Consegna
Secondo il testo in esame, in quale giorno verrà inaugurato in Rwanda il progetto «Il giardino dei giusti»?

Testo in esame
▼

Roma – “Ho cercato un paese per dormire. Sono andata prima in Belgio, poi ho capito che solo nel mio paese avrei ritrovato il sonno. Molte persone mi dicono: attenta alla tua vita. Io mi considero già morta. Ho scritto un libro che si intitola “La morte non mi ha voluta”. Lavoravo come infermiera in una clinica privata. Avevo tre figli e un marito. Lui era già orfano del genocidio del ‘63. Li hanno uccisi tutti. Ho capito che la mia voce in Europa stava diventando debole. Ho deciso di tornare al cuore del problema. Oggi vivo nel quartiere dove ho vissuto il genocidio, tre mesi passati per sfuggire alla morte”.
O, meglio, è stata la morte a passarle accanto. Yolande Mukagasana è una scrittrice ruandese, una sopravissuta. Nei suoi libri tiene viva la memoria di quello che accadde nel ’94. L’ultimo genocidio del secolo scorso. Ha avviato un progetto per ricordare non solo assassini e vittime. “Il mio progetto si chiama ‘Il giardino dei giusti, spiega. “Lo inaugureremo in Rwanda il 30 giugno. Mi piacerebbe che diventasse una foresta. Sarà un albero immenso con i nomi intorno. Sia dei morti che – soprattutto – dei vivi. Al primo posto c’è Jaqueline, la donna hutu (dunque teoricamente nemica) che mi ha nascosto salvandomi. Ci sono anche gli italiani. Antonia Locatelli ha chiamato la comunità internazionale per fermare il genocidio ma è stata uccisa in Rwanda. Molti militari sono morti nel tentativo di fermare gli assassini. Persone come Zura Karuhimbi hanno nascosto decine di persone nelle loro misere case”.

▲

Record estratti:
▼

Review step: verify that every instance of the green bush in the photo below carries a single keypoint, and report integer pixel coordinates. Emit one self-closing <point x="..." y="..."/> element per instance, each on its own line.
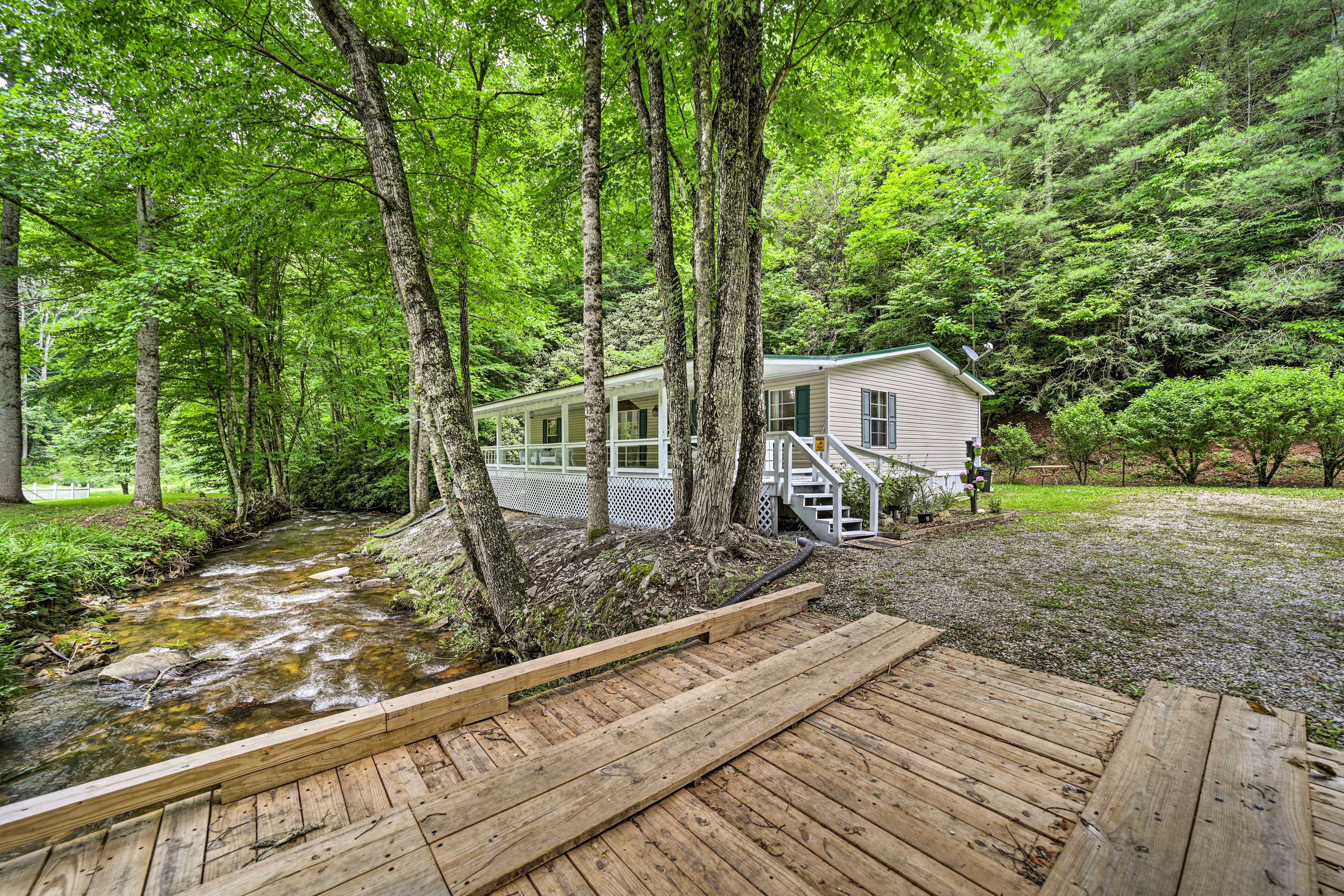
<point x="1081" y="430"/>
<point x="1264" y="412"/>
<point x="1324" y="399"/>
<point x="1175" y="422"/>
<point x="1014" y="448"/>
<point x="362" y="475"/>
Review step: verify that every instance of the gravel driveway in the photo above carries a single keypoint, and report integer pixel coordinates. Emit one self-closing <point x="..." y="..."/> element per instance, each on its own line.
<point x="1233" y="592"/>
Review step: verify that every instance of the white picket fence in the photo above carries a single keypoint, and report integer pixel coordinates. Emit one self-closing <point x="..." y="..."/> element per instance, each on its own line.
<point x="56" y="492"/>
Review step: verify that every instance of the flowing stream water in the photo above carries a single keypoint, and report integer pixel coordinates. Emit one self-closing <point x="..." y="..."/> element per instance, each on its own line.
<point x="287" y="655"/>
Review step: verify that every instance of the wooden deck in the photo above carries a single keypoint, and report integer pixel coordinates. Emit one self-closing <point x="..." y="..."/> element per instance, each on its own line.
<point x="806" y="755"/>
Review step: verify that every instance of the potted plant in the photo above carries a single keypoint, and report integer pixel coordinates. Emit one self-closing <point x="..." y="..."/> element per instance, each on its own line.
<point x="924" y="504"/>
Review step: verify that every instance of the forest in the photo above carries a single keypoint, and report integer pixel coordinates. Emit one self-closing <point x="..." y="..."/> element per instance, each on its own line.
<point x="1112" y="194"/>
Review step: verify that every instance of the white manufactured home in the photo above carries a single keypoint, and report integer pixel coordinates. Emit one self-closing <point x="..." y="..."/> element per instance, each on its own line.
<point x="910" y="407"/>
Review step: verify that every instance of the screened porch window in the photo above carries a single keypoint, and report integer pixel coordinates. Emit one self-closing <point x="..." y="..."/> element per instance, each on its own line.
<point x="784" y="410"/>
<point x="878" y="418"/>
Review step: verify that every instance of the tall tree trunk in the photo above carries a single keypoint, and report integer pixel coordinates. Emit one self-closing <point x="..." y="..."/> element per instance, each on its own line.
<point x="654" y="123"/>
<point x="704" y="236"/>
<point x="413" y="457"/>
<point x="721" y="398"/>
<point x="148" y="488"/>
<point x="464" y="317"/>
<point x="596" y="424"/>
<point x="11" y="362"/>
<point x="503" y="572"/>
<point x="747" y="491"/>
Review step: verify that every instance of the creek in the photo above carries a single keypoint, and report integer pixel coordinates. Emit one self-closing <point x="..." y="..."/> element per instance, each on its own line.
<point x="286" y="656"/>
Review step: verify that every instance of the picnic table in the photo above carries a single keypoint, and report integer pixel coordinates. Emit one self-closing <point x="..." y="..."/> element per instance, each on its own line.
<point x="1053" y="469"/>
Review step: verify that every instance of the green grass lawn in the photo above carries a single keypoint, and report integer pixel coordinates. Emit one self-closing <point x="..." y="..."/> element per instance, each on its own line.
<point x="41" y="512"/>
<point x="1064" y="499"/>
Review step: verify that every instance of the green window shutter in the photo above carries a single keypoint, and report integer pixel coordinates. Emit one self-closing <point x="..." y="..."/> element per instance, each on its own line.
<point x="866" y="399"/>
<point x="891" y="420"/>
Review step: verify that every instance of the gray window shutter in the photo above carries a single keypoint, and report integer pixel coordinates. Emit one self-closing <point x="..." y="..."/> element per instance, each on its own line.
<point x="891" y="420"/>
<point x="866" y="397"/>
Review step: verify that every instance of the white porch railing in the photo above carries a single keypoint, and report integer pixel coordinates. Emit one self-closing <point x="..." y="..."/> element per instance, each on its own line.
<point x="56" y="492"/>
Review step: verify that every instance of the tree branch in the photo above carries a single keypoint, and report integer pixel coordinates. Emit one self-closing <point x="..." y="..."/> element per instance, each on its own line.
<point x="58" y="226"/>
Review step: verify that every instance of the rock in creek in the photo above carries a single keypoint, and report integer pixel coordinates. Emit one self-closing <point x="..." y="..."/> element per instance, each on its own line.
<point x="146" y="667"/>
<point x="330" y="574"/>
<point x="89" y="663"/>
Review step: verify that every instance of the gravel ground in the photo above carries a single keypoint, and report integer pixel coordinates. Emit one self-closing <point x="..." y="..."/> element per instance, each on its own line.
<point x="1237" y="593"/>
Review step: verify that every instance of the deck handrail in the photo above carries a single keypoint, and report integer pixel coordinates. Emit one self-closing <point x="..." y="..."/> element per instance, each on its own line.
<point x="268" y="761"/>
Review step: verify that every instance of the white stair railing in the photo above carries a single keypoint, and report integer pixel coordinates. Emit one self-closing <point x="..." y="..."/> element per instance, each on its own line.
<point x="831" y="481"/>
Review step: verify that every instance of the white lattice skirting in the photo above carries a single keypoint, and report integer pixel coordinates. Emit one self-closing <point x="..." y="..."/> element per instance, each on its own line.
<point x="632" y="500"/>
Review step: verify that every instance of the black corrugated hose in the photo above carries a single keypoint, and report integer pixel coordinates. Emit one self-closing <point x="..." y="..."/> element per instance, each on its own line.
<point x="387" y="535"/>
<point x="779" y="573"/>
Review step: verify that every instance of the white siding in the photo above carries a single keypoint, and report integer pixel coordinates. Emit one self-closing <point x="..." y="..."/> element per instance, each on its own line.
<point x="936" y="414"/>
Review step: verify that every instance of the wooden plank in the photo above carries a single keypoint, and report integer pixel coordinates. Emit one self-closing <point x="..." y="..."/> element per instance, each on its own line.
<point x="1042" y="680"/>
<point x="971" y="718"/>
<point x="971" y="741"/>
<point x="411" y="875"/>
<point x="302" y="768"/>
<point x="465" y="753"/>
<point x="436" y="702"/>
<point x="280" y="813"/>
<point x="1051" y="723"/>
<point x="604" y="870"/>
<point x="401" y="778"/>
<point x="581" y="755"/>
<point x="936" y="831"/>
<point x="560" y="878"/>
<point x="326" y="863"/>
<point x="1134" y="835"/>
<point x="522" y="731"/>
<point x="70" y="867"/>
<point x="22" y="822"/>
<point x="126" y="856"/>
<point x="233" y="831"/>
<point x="744" y="803"/>
<point x="697" y="862"/>
<point x="659" y="874"/>
<point x="21" y="874"/>
<point x="363" y="790"/>
<point x="912" y="745"/>
<point x="323" y="801"/>
<point x="1115" y="711"/>
<point x="845" y="824"/>
<point x="509" y="843"/>
<point x="181" y="849"/>
<point x="1004" y="803"/>
<point x="435" y="768"/>
<point x="766" y="872"/>
<point x="1253" y="831"/>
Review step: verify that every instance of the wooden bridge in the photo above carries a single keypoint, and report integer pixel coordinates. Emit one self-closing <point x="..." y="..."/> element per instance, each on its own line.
<point x="784" y="753"/>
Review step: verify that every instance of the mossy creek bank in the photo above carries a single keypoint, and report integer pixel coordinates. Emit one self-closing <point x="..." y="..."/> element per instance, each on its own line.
<point x="269" y="648"/>
<point x="628" y="580"/>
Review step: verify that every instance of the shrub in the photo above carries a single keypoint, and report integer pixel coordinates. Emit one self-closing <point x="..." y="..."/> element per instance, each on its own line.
<point x="1262" y="412"/>
<point x="1175" y="422"/>
<point x="1324" y="401"/>
<point x="1014" y="448"/>
<point x="1081" y="430"/>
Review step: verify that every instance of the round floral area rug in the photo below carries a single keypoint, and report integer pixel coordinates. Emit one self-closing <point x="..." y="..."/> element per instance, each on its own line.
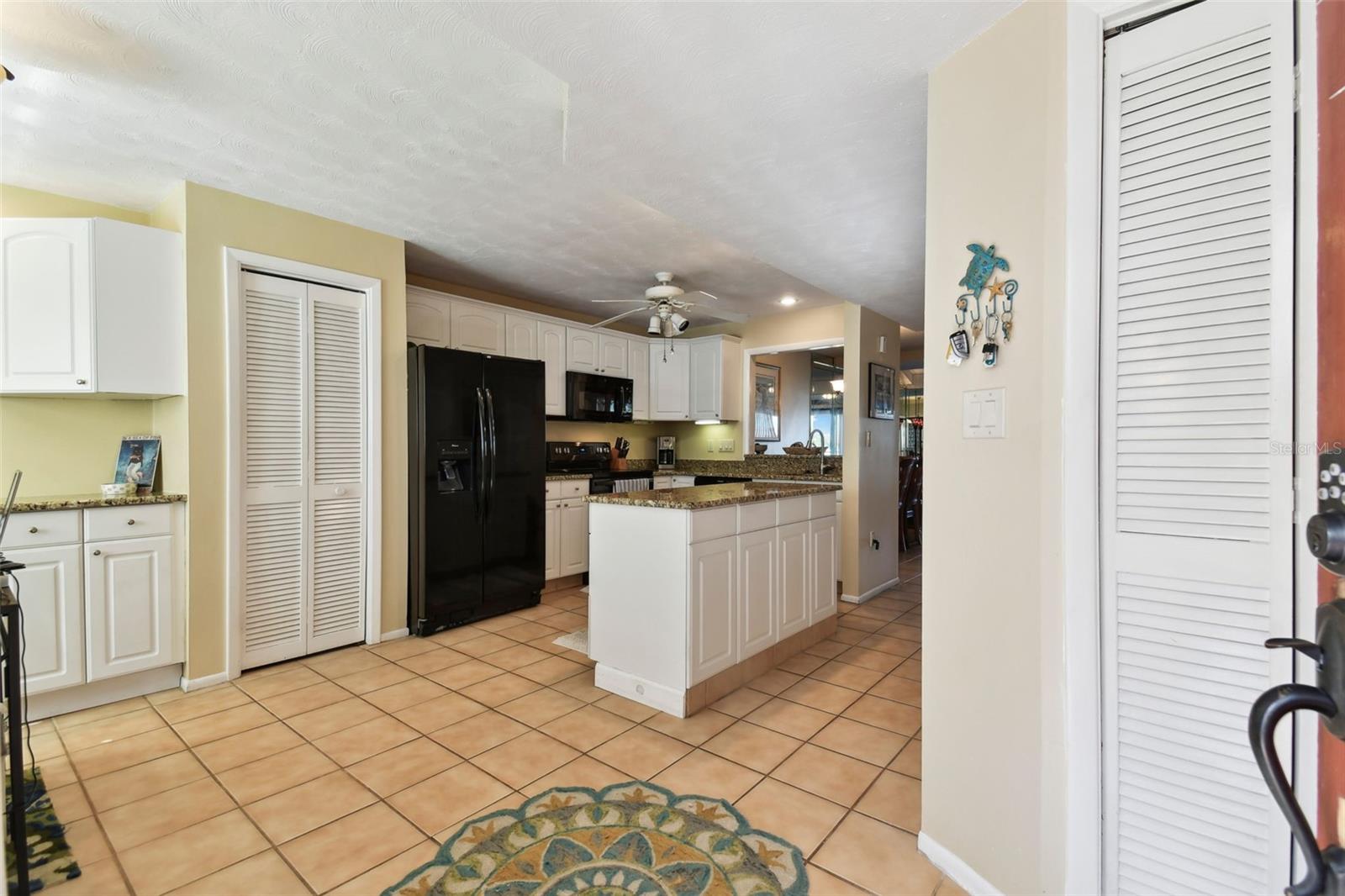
<point x="625" y="840"/>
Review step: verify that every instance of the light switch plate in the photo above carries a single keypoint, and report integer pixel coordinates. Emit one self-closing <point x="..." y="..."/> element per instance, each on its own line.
<point x="984" y="414"/>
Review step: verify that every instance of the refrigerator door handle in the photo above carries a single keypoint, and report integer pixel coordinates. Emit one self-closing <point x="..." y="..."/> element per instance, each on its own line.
<point x="482" y="455"/>
<point x="490" y="417"/>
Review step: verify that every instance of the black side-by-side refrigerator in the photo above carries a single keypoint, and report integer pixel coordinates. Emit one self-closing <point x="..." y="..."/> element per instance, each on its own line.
<point x="477" y="486"/>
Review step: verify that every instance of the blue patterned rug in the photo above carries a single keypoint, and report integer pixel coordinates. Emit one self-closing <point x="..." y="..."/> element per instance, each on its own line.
<point x="634" y="838"/>
<point x="50" y="862"/>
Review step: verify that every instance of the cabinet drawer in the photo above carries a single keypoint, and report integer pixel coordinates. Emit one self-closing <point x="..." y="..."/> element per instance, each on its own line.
<point x="138" y="521"/>
<point x="713" y="524"/>
<point x="42" y="528"/>
<point x="759" y="515"/>
<point x="794" y="510"/>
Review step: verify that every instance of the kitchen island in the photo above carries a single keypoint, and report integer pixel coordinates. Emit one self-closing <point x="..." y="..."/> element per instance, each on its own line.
<point x="696" y="591"/>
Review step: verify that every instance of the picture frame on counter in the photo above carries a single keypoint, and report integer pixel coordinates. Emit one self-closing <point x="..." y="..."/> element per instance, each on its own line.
<point x="138" y="461"/>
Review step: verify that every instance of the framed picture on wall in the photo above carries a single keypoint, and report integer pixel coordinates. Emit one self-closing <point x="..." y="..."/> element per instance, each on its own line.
<point x="883" y="392"/>
<point x="138" y="461"/>
<point x="766" y="403"/>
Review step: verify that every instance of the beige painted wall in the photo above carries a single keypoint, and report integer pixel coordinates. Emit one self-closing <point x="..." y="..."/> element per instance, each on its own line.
<point x="869" y="481"/>
<point x="993" y="678"/>
<point x="67" y="445"/>
<point x="215" y="219"/>
<point x="784" y="329"/>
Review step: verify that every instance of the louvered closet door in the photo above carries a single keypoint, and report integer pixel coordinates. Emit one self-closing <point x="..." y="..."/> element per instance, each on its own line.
<point x="275" y="488"/>
<point x="338" y="463"/>
<point x="1196" y="412"/>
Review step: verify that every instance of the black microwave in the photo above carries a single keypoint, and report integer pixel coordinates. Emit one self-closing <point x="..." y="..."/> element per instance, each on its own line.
<point x="598" y="398"/>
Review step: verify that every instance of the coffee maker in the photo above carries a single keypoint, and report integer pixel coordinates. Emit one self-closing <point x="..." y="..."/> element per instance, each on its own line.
<point x="667" y="452"/>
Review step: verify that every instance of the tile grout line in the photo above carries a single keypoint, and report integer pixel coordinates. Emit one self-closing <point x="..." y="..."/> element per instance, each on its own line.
<point x="529" y="727"/>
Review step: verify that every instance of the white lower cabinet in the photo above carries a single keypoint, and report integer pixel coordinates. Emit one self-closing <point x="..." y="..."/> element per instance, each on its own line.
<point x="822" y="535"/>
<point x="791" y="557"/>
<point x="553" y="540"/>
<point x="53" y="616"/>
<point x="96" y="609"/>
<point x="757" y="622"/>
<point x="567" y="528"/>
<point x="128" y="600"/>
<point x="713" y="607"/>
<point x="573" y="537"/>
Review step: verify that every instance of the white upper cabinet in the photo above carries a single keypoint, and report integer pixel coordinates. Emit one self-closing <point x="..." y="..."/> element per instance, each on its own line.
<point x="639" y="374"/>
<point x="521" y="336"/>
<point x="612" y="353"/>
<point x="551" y="350"/>
<point x="716" y="378"/>
<point x="669" y="398"/>
<point x="91" y="306"/>
<point x="582" y="350"/>
<point x="477" y="329"/>
<point x="427" y="318"/>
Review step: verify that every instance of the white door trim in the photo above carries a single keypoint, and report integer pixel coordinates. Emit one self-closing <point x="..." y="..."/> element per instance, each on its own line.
<point x="235" y="260"/>
<point x="1080" y="450"/>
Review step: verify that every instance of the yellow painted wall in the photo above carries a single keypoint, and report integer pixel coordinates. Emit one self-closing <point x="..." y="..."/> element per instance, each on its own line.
<point x="67" y="445"/>
<point x="215" y="219"/>
<point x="994" y="771"/>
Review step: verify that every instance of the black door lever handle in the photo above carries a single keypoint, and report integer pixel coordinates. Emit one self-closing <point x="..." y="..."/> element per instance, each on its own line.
<point x="1309" y="649"/>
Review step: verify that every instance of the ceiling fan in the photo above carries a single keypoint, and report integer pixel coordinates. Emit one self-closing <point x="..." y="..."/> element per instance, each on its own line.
<point x="665" y="304"/>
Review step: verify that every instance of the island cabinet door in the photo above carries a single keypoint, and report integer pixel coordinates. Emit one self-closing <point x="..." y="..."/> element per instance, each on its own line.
<point x="757" y="620"/>
<point x="793" y="587"/>
<point x="822" y="533"/>
<point x="713" y="643"/>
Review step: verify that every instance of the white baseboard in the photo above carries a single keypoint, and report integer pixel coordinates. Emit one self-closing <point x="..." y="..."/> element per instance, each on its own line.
<point x="872" y="593"/>
<point x="961" y="872"/>
<point x="642" y="690"/>
<point x="205" y="681"/>
<point x="69" y="700"/>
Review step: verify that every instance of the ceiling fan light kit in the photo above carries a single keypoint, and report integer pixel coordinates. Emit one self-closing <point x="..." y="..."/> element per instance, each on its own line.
<point x="665" y="304"/>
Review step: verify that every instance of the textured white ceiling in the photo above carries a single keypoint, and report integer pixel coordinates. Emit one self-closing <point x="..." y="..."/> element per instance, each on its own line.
<point x="562" y="151"/>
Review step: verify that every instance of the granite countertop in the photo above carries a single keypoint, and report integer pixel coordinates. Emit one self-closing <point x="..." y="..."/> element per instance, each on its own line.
<point x="77" y="502"/>
<point x="706" y="497"/>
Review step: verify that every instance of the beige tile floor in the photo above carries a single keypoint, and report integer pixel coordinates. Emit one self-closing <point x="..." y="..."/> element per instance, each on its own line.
<point x="342" y="771"/>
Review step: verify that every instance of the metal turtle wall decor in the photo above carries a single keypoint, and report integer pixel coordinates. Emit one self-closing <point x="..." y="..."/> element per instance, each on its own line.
<point x="994" y="318"/>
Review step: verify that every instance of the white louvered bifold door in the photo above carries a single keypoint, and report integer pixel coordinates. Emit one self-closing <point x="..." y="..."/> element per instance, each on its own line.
<point x="1196" y="419"/>
<point x="303" y="465"/>
<point x="272" y="566"/>
<point x="338" y="463"/>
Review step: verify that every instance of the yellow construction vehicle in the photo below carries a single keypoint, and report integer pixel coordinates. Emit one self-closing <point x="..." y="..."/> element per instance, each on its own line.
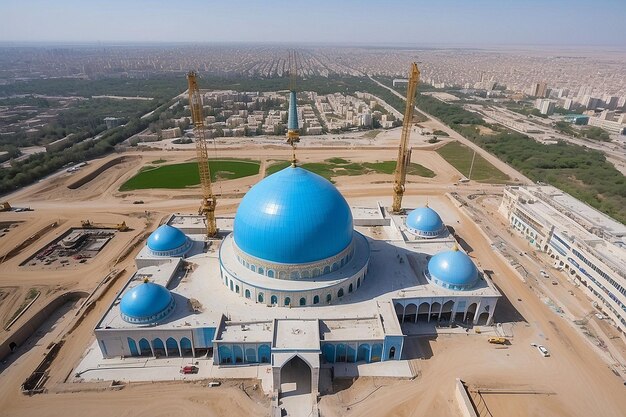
<point x="209" y="201"/>
<point x="498" y="340"/>
<point x="404" y="152"/>
<point x="88" y="224"/>
<point x="293" y="132"/>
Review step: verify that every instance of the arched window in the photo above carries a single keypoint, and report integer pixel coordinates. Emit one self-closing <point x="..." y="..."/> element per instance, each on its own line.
<point x="172" y="347"/>
<point x="264" y="353"/>
<point x="144" y="348"/>
<point x="133" y="347"/>
<point x="185" y="347"/>
<point x="158" y="346"/>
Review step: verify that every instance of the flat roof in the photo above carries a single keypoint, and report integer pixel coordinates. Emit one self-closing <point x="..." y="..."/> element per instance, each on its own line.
<point x="583" y="210"/>
<point x="365" y="328"/>
<point x="246" y="332"/>
<point x="300" y="334"/>
<point x="395" y="271"/>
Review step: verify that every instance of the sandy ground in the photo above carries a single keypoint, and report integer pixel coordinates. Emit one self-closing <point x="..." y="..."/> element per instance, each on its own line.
<point x="581" y="382"/>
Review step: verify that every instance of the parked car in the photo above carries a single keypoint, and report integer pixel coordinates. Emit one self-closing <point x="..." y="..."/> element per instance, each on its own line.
<point x="498" y="340"/>
<point x="542" y="349"/>
<point x="189" y="369"/>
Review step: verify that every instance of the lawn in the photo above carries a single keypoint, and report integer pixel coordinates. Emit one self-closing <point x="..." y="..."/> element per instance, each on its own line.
<point x="335" y="167"/>
<point x="460" y="157"/>
<point x="186" y="174"/>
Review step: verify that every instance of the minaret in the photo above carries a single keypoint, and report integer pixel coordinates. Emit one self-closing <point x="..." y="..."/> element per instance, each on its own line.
<point x="293" y="132"/>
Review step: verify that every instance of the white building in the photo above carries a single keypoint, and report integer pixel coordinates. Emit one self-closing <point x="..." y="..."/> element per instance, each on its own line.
<point x="587" y="244"/>
<point x="297" y="276"/>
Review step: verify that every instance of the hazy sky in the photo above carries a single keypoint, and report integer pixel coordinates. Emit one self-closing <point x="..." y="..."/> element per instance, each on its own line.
<point x="527" y="22"/>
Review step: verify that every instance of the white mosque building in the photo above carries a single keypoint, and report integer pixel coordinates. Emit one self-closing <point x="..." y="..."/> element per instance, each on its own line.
<point x="298" y="276"/>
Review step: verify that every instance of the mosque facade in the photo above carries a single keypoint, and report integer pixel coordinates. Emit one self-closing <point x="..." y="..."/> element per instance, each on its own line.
<point x="297" y="273"/>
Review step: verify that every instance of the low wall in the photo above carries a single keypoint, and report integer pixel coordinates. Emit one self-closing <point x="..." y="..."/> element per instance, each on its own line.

▲

Risposta
Il 30 giugno.